## Exercise details
Please print exactly the lines running from the one that contains "Outline every instance of the wooden" to the end of the data, with both lines included.

┄┄┄┄┄┄┄┄┄┄┄┄┄┄┄┄┄┄┄┄

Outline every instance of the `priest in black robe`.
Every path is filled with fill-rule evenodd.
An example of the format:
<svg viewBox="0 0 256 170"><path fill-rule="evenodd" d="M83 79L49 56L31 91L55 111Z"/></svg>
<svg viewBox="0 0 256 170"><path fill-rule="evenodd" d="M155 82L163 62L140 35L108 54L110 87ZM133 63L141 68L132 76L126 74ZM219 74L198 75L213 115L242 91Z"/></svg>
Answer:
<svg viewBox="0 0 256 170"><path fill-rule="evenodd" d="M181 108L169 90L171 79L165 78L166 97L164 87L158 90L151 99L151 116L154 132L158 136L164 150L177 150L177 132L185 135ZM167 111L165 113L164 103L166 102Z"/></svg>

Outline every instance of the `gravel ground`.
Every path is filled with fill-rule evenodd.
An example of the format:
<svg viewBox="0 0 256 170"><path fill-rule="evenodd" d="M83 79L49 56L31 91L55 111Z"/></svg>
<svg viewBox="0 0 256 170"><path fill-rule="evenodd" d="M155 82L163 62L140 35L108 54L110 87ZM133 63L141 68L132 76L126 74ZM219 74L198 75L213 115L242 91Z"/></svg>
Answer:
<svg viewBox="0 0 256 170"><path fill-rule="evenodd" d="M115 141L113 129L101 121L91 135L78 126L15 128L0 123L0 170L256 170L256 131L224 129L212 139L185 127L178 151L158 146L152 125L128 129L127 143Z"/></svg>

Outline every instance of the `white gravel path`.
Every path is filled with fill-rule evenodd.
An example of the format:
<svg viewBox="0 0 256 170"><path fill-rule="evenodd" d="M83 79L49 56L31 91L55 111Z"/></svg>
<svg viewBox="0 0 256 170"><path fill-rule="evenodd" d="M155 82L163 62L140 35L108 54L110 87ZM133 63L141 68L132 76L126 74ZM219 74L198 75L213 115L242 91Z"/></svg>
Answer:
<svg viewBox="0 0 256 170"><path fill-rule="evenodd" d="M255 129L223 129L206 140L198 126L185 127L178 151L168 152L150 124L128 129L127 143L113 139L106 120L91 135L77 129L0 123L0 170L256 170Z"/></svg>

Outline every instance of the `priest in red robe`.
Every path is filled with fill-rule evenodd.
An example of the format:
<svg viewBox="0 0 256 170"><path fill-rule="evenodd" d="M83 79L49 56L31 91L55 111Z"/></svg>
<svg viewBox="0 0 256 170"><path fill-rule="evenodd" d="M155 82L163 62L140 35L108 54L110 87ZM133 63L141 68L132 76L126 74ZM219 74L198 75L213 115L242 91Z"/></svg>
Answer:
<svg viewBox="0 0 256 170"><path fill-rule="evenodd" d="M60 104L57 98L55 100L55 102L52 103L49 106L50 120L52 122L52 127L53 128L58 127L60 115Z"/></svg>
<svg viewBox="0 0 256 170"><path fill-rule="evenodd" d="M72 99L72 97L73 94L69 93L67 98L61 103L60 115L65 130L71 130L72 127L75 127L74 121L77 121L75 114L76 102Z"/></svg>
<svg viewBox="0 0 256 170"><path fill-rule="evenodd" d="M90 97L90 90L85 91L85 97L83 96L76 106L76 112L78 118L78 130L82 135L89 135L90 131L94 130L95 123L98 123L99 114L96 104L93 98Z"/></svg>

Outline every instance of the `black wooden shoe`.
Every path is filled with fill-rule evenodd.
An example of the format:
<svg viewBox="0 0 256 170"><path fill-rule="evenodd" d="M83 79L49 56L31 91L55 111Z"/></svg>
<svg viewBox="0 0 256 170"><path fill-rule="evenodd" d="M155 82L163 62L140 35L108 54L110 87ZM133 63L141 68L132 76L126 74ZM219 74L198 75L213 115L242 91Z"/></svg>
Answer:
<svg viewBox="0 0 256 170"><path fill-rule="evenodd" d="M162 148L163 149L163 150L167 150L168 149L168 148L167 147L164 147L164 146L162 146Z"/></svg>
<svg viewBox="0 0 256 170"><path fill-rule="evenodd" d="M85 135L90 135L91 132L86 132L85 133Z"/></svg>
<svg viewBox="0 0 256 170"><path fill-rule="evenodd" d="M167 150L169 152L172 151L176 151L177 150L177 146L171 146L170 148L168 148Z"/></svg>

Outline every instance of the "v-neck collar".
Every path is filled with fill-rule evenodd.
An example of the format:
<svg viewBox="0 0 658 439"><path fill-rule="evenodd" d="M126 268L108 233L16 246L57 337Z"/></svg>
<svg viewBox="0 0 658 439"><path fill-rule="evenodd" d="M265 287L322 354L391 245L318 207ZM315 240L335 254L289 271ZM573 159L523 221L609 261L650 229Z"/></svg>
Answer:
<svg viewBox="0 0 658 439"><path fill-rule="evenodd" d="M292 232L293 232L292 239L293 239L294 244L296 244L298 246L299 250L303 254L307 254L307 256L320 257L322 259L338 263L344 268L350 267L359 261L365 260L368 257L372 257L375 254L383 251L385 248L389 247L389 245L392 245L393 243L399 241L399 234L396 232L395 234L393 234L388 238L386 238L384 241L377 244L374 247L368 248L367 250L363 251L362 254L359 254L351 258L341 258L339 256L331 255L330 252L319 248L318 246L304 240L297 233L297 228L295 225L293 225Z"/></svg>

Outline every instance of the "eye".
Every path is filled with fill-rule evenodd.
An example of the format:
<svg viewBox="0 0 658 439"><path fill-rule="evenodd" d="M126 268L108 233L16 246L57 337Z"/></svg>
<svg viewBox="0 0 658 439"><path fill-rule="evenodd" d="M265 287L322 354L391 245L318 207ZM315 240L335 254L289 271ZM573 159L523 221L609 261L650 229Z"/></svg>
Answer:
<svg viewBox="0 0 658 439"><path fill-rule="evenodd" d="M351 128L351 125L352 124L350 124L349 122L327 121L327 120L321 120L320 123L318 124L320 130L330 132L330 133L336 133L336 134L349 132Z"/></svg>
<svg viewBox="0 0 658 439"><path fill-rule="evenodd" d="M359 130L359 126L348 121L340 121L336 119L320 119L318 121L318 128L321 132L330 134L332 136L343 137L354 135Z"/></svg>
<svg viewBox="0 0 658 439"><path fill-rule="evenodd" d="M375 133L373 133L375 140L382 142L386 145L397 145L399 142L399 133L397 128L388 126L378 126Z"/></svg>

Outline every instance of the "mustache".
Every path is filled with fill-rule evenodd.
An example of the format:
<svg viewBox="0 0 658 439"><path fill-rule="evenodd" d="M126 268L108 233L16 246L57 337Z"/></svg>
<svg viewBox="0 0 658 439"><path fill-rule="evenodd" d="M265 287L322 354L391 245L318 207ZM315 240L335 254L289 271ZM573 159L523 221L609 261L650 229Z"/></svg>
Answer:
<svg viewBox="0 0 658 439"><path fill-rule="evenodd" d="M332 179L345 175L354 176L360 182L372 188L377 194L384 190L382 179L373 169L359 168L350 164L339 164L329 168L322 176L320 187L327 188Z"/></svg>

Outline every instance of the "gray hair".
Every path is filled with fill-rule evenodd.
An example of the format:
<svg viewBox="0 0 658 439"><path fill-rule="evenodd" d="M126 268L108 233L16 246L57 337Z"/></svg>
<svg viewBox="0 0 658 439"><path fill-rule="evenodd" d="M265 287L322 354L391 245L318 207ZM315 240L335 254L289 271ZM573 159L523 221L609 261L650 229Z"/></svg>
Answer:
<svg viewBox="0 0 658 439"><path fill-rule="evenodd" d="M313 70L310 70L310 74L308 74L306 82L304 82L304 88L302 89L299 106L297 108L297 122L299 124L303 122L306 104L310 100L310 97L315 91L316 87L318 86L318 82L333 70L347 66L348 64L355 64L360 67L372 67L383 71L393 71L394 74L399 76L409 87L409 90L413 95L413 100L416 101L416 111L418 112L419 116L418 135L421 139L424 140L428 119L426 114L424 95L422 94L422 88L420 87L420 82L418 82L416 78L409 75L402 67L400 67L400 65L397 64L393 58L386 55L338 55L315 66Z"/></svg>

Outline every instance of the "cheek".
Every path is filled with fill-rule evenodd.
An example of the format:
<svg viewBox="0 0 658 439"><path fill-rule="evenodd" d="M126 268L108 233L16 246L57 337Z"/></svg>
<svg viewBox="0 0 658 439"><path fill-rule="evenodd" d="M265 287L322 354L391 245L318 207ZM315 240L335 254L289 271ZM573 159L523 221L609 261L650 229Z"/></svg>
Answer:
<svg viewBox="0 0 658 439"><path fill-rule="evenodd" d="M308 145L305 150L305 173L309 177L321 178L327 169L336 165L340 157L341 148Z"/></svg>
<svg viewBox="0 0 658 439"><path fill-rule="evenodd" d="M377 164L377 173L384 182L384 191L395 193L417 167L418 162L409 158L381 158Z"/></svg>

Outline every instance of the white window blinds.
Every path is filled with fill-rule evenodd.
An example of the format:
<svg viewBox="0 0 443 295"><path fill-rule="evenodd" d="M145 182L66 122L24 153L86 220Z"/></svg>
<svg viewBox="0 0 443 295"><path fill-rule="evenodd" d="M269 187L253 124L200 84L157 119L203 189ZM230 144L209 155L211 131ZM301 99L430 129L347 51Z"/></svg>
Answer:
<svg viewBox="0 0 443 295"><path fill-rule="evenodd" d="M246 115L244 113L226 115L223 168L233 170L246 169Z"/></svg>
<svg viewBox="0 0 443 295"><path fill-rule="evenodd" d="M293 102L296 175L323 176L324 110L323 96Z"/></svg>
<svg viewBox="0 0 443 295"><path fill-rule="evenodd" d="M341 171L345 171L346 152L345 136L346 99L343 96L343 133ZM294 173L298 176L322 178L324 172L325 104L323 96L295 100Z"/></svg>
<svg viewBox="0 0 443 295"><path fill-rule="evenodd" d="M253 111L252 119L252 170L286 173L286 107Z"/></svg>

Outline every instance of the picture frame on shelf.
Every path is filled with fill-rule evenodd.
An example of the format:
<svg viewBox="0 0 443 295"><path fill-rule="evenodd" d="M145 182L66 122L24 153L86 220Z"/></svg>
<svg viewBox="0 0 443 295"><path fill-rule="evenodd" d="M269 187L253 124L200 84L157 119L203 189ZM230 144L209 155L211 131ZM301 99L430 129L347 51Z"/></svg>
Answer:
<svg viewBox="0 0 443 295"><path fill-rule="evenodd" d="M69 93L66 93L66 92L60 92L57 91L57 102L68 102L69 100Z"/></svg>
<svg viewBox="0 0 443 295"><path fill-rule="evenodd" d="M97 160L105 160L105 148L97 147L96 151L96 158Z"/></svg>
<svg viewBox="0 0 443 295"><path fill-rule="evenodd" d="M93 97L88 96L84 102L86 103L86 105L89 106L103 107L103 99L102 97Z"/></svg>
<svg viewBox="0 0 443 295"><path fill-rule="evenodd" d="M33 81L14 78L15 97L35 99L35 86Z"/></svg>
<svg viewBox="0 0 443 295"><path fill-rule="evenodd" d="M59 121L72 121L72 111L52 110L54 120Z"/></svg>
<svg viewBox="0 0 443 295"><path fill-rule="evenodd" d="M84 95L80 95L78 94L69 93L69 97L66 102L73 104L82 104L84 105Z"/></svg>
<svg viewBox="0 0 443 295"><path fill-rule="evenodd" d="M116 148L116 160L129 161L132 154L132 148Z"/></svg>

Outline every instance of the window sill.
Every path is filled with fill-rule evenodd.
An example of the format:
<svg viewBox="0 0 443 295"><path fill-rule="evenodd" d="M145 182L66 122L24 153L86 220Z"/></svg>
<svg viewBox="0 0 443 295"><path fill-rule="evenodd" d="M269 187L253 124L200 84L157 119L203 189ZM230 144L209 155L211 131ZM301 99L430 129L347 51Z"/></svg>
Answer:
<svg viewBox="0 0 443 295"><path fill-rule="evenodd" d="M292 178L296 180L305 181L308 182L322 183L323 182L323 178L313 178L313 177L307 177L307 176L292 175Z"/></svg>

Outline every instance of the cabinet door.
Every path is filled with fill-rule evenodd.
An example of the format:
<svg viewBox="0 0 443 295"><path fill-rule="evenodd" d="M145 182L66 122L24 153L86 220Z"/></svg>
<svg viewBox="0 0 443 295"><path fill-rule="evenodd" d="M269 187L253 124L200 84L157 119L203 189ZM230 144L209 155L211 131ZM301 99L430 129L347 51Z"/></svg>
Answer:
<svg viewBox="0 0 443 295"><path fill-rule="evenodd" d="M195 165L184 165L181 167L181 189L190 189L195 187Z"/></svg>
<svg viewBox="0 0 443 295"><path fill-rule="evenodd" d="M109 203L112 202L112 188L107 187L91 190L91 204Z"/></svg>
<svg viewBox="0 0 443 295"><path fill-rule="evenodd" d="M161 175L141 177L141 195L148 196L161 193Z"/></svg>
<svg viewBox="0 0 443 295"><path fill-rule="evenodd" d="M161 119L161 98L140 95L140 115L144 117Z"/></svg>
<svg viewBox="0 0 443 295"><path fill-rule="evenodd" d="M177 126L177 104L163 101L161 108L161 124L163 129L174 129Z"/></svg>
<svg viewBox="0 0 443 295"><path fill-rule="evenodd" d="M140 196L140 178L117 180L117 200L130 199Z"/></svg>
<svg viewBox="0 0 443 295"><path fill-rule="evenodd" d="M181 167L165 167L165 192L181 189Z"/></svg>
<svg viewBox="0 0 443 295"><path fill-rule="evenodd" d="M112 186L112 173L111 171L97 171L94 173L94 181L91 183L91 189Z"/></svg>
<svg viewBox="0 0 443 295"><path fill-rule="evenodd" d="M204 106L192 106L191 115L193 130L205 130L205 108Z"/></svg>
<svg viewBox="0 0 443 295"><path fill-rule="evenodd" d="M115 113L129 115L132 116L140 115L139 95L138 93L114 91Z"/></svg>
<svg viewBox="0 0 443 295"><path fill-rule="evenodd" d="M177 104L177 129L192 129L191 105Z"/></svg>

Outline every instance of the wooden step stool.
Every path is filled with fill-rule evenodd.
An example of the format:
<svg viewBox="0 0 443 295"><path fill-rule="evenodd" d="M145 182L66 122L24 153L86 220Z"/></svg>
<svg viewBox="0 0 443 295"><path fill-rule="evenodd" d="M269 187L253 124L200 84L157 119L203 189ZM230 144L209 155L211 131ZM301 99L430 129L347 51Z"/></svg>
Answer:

┄┄┄┄┄┄┄┄┄┄┄┄┄┄┄┄┄┄┄┄

## In response
Outline every instance of the wooden step stool.
Every path is filled with fill-rule evenodd.
An example of the format:
<svg viewBox="0 0 443 295"><path fill-rule="evenodd" d="M145 182L66 122L24 153L86 220Z"/></svg>
<svg viewBox="0 0 443 295"><path fill-rule="evenodd" d="M269 187L253 124L200 84L157 119L203 189ZM230 144L209 155L211 131ZM301 99L430 129L347 51Z"/></svg>
Answer:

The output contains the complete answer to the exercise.